++++ GIVEN INFORMATION
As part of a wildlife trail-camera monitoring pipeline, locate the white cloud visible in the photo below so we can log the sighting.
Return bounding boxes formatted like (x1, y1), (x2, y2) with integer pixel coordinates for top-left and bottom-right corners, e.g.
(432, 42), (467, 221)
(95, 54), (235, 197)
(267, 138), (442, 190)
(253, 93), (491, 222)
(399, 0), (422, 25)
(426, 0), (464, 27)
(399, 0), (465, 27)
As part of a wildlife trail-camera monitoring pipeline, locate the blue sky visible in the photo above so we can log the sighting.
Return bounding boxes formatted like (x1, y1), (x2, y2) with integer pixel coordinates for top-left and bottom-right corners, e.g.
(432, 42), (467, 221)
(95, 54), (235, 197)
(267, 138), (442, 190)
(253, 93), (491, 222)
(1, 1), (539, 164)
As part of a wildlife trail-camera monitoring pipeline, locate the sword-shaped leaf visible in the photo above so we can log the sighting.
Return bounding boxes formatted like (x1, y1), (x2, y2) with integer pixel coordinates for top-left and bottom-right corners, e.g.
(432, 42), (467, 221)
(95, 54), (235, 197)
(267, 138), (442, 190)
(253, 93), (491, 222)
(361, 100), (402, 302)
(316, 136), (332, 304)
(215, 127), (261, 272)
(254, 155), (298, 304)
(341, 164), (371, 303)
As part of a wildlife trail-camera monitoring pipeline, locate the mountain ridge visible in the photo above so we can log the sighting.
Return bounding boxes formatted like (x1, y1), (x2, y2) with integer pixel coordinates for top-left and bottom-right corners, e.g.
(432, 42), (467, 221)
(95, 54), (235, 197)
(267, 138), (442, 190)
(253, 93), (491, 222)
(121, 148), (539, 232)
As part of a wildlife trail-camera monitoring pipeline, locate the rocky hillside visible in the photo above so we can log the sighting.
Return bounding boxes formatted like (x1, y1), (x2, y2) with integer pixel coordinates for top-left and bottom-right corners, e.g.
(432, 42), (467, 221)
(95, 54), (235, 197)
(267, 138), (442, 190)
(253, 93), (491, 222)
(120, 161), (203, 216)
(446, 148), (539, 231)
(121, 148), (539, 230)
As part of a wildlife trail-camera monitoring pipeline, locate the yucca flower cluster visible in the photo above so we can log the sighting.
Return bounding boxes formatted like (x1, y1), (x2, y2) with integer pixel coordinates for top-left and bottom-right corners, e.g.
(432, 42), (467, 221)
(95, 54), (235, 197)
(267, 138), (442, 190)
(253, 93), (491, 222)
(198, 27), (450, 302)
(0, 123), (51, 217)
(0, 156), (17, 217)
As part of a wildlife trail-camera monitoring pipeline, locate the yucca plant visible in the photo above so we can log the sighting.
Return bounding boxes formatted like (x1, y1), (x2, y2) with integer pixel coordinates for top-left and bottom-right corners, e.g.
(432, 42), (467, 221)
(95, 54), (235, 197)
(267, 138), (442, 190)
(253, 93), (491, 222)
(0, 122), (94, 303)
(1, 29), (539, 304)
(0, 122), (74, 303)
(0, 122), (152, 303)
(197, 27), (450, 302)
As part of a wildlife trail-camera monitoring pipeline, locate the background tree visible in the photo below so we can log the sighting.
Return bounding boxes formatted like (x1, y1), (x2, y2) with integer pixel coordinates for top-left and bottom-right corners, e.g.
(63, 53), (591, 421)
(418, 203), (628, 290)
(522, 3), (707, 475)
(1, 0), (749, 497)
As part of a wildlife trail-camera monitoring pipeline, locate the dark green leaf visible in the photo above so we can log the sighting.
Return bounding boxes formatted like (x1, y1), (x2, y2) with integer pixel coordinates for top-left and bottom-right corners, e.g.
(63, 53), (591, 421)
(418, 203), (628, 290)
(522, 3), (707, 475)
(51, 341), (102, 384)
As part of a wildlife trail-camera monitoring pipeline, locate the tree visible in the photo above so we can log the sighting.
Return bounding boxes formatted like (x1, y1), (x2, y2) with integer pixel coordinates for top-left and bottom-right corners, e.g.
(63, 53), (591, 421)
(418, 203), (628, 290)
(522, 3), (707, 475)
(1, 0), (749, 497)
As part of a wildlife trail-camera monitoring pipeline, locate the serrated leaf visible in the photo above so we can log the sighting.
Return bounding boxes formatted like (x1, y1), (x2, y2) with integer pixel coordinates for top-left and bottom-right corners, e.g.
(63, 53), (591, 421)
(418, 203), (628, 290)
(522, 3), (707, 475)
++++++++
- HOW TO COMPLETE THIS TASK: The entries shown above must be restated word for word.

- ANSWER TO THE EXERCISE:
As part of a wildlife trail-camera monitoring pipeline, locate the white cloud visible in the photo below so we can log the sighting.
Return bounding boxes formatted like (x1, y1), (x2, y2) with integer pixel coordinates for top-left and bottom-right corners, e.g.
(432, 42), (467, 221)
(95, 54), (235, 197)
(267, 138), (442, 190)
(253, 93), (491, 222)
(399, 0), (422, 25)
(426, 0), (464, 27)
(399, 0), (465, 27)
As part of a wildlife trail-camera monitoring pipeline, locate the blue sky visible in the photo above so we can log the sighting.
Return bounding boxes formatted like (x1, y1), (x2, y2) with integer pixel coordinates for top-left and bottom-right corners, e.g.
(432, 42), (467, 221)
(95, 54), (235, 197)
(267, 138), (442, 190)
(253, 93), (491, 222)
(1, 1), (539, 164)
As part of a wildlife trail-camera monitoring pipeline, locate the sword-shaped leaf visible in the photo above so we can log the sighting.
Return bounding boxes formatted like (x1, y1), (x2, y2) with integer pixel coordinates for top-left and bottom-right corners, e.g.
(432, 42), (467, 221)
(95, 54), (235, 197)
(267, 138), (442, 190)
(253, 93), (491, 222)
(361, 100), (402, 302)
(316, 136), (332, 304)
(215, 127), (261, 272)
(254, 155), (298, 304)
(341, 164), (371, 303)
As part of a wildlife trail-camera monitoring pipeline, locate the mountain ridge visible in the photo above so we can log the sighting.
Return bounding boxes formatted like (x1, y1), (x2, y2) with integer pixel coordinates for top-left and bottom-right corners, e.g.
(432, 42), (467, 221)
(95, 54), (235, 197)
(267, 138), (442, 190)
(253, 93), (491, 222)
(121, 148), (539, 232)
As part of a wildlife trail-camera monitoring pipeline, locate the rocky hillside visible in the photo above so we can log the sighting.
Return bounding boxes formatted like (x1, y1), (x2, y2) with integer pixel coordinates for top-left and bottom-right corners, e.g.
(432, 42), (467, 221)
(95, 54), (235, 197)
(267, 138), (442, 190)
(253, 93), (491, 222)
(120, 161), (203, 216)
(446, 148), (539, 231)
(121, 148), (539, 230)
As part of a wildlife trail-camera monitoring pipeline, locate the yucca flower cluster visible in the photo above so we can log the sighting.
Return bounding boxes formatted like (x1, y1), (x2, y2) with integer pixel coordinates for top-left and bottom-right corners, e.g.
(432, 42), (467, 221)
(95, 54), (235, 197)
(267, 138), (442, 190)
(253, 93), (491, 222)
(198, 27), (450, 302)
(0, 123), (51, 217)
(0, 156), (17, 217)
As part of a wildlife trail-camera monitoring pipeline, locate the yucca plant visible in the photo above so we can log the sighting.
Return bounding boxes formatted like (x1, y1), (x2, y2) with integer pixel coordinates for top-left and bottom-right corners, e.g.
(432, 42), (467, 221)
(95, 54), (235, 197)
(267, 138), (442, 190)
(253, 93), (491, 222)
(0, 122), (94, 303)
(1, 29), (539, 304)
(0, 122), (74, 303)
(0, 122), (152, 303)
(197, 27), (450, 302)
As part of a wildlife trail-camera monitoring pipeline, locate the background tree visible in the photo below so we can log the sighting.
Return bounding boxes formatted like (x1, y1), (x2, y2) with integer pixel coordinates for top-left and bottom-right corners, e.g.
(63, 53), (591, 421)
(418, 203), (628, 290)
(522, 3), (707, 475)
(1, 0), (749, 497)
As part of a wildlife trail-camera monitoring pipeline, locate the dark green leaf visible in the photo above so we can log the sighting.
Return bounding boxes formatted like (x1, y1), (x2, y2) with integer pixel coordinates for top-left and bottom-right corners, e.g.
(63, 53), (591, 421)
(418, 203), (628, 290)
(522, 3), (707, 475)
(51, 341), (102, 384)
As part of a wildlife trail-camera monitoring pipeline, locate the tree visible in the photo above so we can log the sighting.
Return bounding boxes formatted like (x1, y1), (x2, y2) with integer pixel coordinates for top-left and bottom-right corners, e.g.
(63, 53), (591, 421)
(418, 203), (628, 290)
(522, 3), (707, 475)
(1, 0), (749, 497)
As part of a wildlife trail-camera monitoring pipeline, locate the serrated leaf visible in the photo above so we can log the sighting.
Return bounding boxes formatted like (x1, y1), (x2, y2) with integer pixel coordinates for top-left and bottom-right corners, e.g.
(63, 53), (591, 421)
(418, 203), (628, 290)
(522, 3), (707, 475)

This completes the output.